_Your goal_.
Swap "observe" for "examine" in the stretch of entries from the start through the line containing "[0,0,168,35]", and give those lines again with everything else unchanged and without the pictures.

-----

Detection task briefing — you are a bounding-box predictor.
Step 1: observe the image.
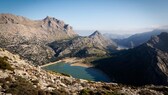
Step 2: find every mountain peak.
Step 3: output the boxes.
[89,30,102,37]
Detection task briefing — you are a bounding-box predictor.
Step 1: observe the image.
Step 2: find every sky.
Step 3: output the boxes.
[0,0,168,35]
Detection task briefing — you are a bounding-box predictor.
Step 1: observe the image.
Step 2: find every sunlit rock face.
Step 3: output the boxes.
[0,14,77,64]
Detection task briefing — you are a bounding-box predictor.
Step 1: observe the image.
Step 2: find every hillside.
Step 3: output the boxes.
[0,14,77,65]
[49,31,117,57]
[93,32,168,85]
[114,29,168,48]
[0,48,168,95]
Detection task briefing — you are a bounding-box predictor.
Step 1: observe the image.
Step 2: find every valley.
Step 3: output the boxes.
[0,14,168,95]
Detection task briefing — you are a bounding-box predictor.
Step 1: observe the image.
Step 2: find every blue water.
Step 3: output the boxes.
[44,62,110,82]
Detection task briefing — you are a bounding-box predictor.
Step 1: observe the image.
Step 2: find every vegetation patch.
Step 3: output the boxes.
[0,56,14,71]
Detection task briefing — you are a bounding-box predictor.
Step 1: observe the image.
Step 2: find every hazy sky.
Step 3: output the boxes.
[0,0,168,34]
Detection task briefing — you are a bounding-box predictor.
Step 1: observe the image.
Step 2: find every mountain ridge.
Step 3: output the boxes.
[93,33,168,85]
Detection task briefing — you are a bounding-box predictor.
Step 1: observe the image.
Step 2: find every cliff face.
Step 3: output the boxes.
[50,31,116,57]
[0,14,77,65]
[94,33,168,85]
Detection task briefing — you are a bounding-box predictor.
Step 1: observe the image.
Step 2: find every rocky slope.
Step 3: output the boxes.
[93,33,168,85]
[49,31,117,57]
[0,48,168,95]
[0,14,77,65]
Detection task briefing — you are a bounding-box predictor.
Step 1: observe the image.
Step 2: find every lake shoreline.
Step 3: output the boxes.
[39,57,94,68]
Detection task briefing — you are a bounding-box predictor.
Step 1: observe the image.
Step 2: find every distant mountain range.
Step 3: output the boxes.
[93,32,168,85]
[0,14,77,64]
[113,29,168,48]
[103,33,131,40]
[0,14,117,65]
[49,31,117,57]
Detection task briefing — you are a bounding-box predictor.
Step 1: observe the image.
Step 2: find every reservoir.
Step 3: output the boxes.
[43,62,110,82]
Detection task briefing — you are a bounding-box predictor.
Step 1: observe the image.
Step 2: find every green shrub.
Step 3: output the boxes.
[79,89,95,95]
[0,56,14,71]
[6,76,38,95]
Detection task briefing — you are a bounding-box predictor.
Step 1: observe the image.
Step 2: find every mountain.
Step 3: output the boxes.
[103,33,131,39]
[49,31,116,57]
[114,29,168,48]
[93,32,168,85]
[0,14,77,65]
[0,48,167,95]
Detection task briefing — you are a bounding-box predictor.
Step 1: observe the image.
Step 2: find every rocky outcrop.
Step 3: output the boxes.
[50,31,116,57]
[0,14,77,65]
[93,33,168,85]
[0,48,168,95]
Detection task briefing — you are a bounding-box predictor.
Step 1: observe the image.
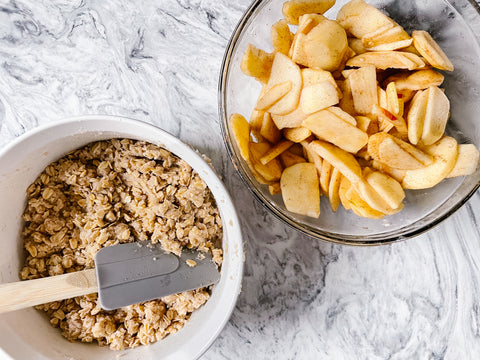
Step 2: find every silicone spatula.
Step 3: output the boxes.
[0,241,220,313]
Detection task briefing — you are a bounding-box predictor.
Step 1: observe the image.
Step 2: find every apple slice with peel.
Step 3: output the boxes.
[280,163,320,218]
[421,86,450,145]
[402,136,458,189]
[365,171,405,209]
[447,144,480,177]
[308,140,362,183]
[266,52,302,115]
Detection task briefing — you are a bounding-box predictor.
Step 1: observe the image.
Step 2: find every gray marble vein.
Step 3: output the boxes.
[0,0,480,360]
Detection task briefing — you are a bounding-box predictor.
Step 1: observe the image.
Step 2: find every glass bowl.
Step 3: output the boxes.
[219,0,480,245]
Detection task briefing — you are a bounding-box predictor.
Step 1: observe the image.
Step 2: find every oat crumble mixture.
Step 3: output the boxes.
[20,139,222,350]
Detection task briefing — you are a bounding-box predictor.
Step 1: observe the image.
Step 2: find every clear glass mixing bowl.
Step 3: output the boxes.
[219,0,480,245]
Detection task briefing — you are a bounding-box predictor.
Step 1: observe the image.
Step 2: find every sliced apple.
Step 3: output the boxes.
[328,168,343,211]
[320,160,333,195]
[337,0,396,39]
[365,171,405,209]
[447,144,480,177]
[280,163,320,217]
[385,69,444,91]
[249,143,283,182]
[302,110,368,153]
[407,90,428,145]
[260,112,282,144]
[421,86,450,145]
[282,0,335,25]
[292,18,348,71]
[282,126,312,143]
[260,140,293,165]
[326,106,357,126]
[347,66,378,115]
[280,150,307,168]
[347,51,425,70]
[402,136,458,189]
[300,81,339,114]
[412,30,453,71]
[309,140,362,183]
[255,80,292,111]
[270,19,293,56]
[230,113,250,161]
[272,105,308,130]
[266,52,302,115]
[240,44,274,84]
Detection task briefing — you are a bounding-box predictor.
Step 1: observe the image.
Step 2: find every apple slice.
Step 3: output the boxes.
[347,66,378,115]
[240,44,274,84]
[328,168,343,212]
[412,30,453,71]
[347,51,425,70]
[301,68,342,99]
[282,0,335,25]
[345,186,385,219]
[249,143,283,182]
[300,81,338,114]
[283,126,312,143]
[266,52,302,115]
[320,160,333,195]
[260,112,282,144]
[365,171,405,209]
[270,19,293,56]
[292,18,348,71]
[280,150,307,168]
[255,81,292,111]
[385,69,444,91]
[337,0,396,39]
[230,113,250,161]
[326,106,357,126]
[421,86,450,145]
[272,105,308,129]
[407,90,428,145]
[309,140,362,183]
[280,163,320,218]
[302,110,368,153]
[260,140,293,165]
[447,144,480,177]
[402,136,458,189]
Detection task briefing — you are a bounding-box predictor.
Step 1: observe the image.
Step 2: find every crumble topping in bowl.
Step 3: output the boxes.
[20,139,222,350]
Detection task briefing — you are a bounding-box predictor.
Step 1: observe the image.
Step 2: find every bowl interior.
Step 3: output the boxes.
[219,0,480,244]
[0,116,243,360]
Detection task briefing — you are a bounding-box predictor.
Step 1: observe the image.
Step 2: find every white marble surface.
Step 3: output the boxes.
[0,0,480,360]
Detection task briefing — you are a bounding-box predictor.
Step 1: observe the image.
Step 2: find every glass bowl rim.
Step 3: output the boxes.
[217,0,480,246]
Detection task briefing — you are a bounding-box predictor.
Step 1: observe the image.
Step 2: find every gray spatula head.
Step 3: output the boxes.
[95,241,220,310]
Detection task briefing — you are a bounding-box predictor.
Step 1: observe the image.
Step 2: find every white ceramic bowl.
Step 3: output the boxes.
[0,116,244,360]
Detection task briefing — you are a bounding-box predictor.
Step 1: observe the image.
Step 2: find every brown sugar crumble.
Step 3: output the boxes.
[20,139,222,350]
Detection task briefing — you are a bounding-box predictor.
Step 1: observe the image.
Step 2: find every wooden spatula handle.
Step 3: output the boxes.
[0,269,98,313]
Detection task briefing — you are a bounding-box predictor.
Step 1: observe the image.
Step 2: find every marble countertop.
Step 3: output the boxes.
[0,0,480,360]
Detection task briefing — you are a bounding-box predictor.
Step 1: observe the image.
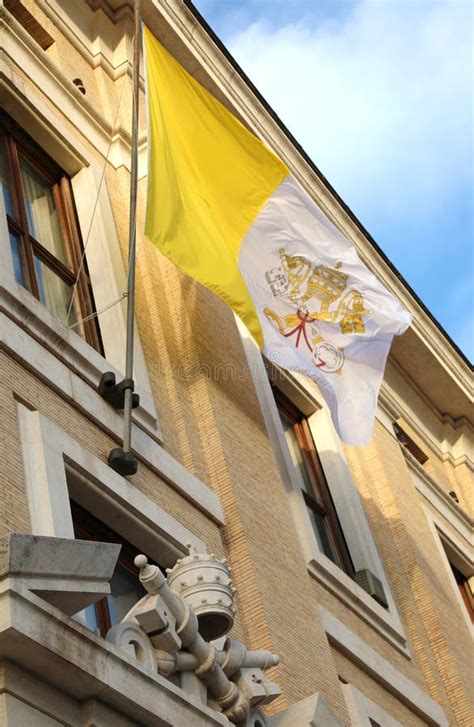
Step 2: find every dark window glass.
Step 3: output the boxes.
[449,563,474,623]
[71,501,162,636]
[0,112,102,352]
[10,232,25,285]
[274,390,354,576]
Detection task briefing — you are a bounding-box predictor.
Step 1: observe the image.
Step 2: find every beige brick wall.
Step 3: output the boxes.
[0,0,472,727]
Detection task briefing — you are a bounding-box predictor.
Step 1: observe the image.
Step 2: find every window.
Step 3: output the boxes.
[274,390,354,576]
[71,500,161,637]
[3,0,54,50]
[449,562,474,623]
[393,422,429,464]
[0,112,102,352]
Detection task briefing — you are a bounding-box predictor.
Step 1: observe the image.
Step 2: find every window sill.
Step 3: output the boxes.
[0,282,224,525]
[306,551,411,659]
[0,281,162,442]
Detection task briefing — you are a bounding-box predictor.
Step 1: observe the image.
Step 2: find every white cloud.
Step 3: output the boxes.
[227,0,472,239]
[225,0,474,362]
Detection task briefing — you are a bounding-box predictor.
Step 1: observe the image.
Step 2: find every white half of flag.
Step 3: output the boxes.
[239,174,412,445]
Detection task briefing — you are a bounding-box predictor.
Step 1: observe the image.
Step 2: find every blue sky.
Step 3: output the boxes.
[195,0,474,360]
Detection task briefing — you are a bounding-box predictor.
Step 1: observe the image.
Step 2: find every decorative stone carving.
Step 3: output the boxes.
[107,622,156,670]
[107,548,280,727]
[166,546,235,641]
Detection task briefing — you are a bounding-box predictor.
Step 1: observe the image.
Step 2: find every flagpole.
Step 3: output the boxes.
[108,0,141,475]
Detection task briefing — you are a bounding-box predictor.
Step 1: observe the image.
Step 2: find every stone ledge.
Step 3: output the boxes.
[0,579,230,727]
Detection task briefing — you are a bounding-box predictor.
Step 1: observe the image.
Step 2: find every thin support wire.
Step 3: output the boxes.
[66,38,136,328]
[69,290,128,328]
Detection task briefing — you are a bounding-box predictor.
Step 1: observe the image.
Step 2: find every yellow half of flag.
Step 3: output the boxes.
[144,28,288,346]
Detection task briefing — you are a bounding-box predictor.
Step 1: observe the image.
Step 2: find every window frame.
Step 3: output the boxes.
[272,387,355,578]
[0,110,103,355]
[69,499,158,638]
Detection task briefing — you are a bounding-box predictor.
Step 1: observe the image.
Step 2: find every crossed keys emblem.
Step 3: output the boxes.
[264,248,369,374]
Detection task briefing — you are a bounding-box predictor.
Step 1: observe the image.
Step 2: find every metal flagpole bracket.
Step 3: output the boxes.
[97,371,140,409]
[108,0,140,476]
[107,447,138,477]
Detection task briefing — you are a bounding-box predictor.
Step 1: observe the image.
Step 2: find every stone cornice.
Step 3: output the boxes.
[401,447,474,543]
[0,578,229,727]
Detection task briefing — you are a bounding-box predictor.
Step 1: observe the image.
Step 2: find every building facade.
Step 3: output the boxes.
[0,0,473,727]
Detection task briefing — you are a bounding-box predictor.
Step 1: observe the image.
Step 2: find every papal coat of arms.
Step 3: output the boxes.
[264,248,369,373]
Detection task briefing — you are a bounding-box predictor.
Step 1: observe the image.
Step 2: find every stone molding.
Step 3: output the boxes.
[342,684,404,727]
[7,0,471,410]
[0,306,224,525]
[319,606,448,727]
[424,507,474,636]
[269,692,343,727]
[401,447,474,543]
[0,579,230,727]
[0,4,147,172]
[377,376,474,470]
[17,403,212,565]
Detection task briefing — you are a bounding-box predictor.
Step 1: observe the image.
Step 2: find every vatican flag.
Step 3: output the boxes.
[144,28,411,445]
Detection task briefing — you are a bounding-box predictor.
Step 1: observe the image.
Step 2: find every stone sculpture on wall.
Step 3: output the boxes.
[107,547,280,727]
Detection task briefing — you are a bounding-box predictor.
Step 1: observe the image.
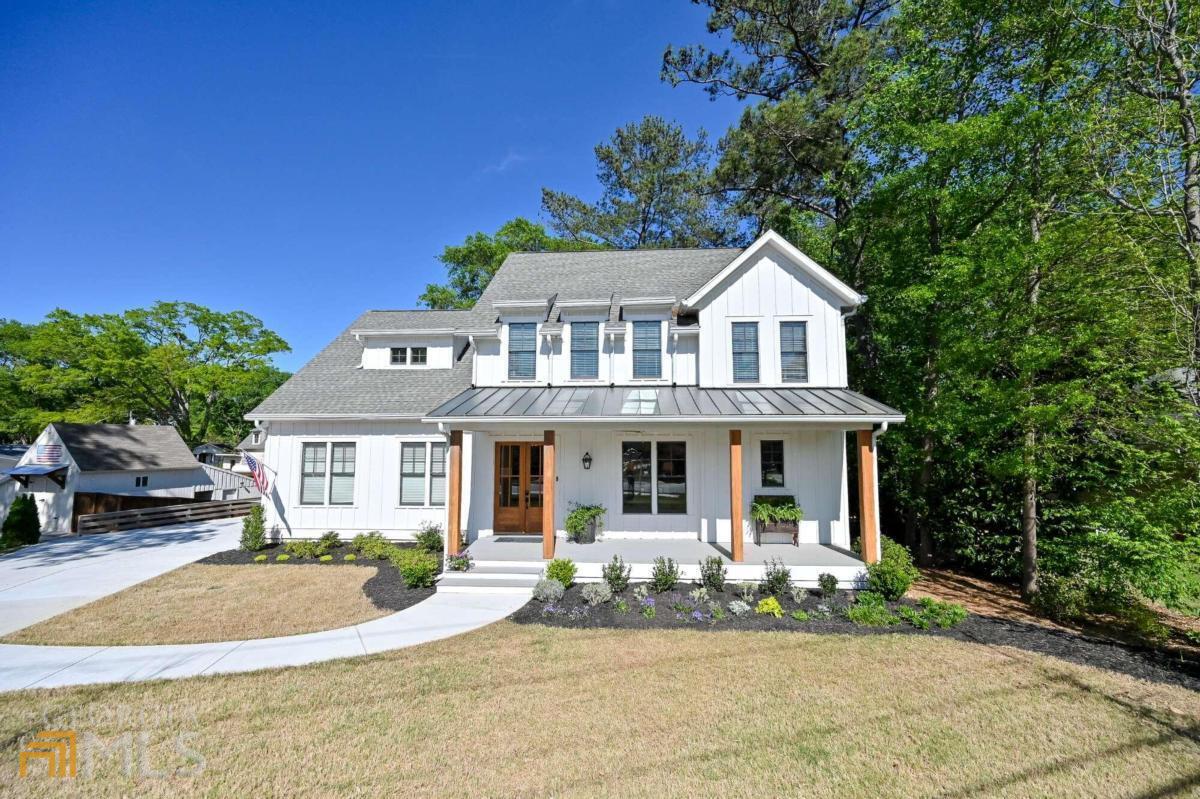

-----

_Task answer_.
Detection task briefing — you are a bounding-box predictor.
Step 1: examine the image.
Step 2: find every mountain peak.
Step 3: output the boxes.
[89,30,102,37]
Detection task briefing — you are a bounding-box predictor.
Step 1: examine the image.
Step 2: find every sky.
Step 3: output the boxes.
[0,0,168,35]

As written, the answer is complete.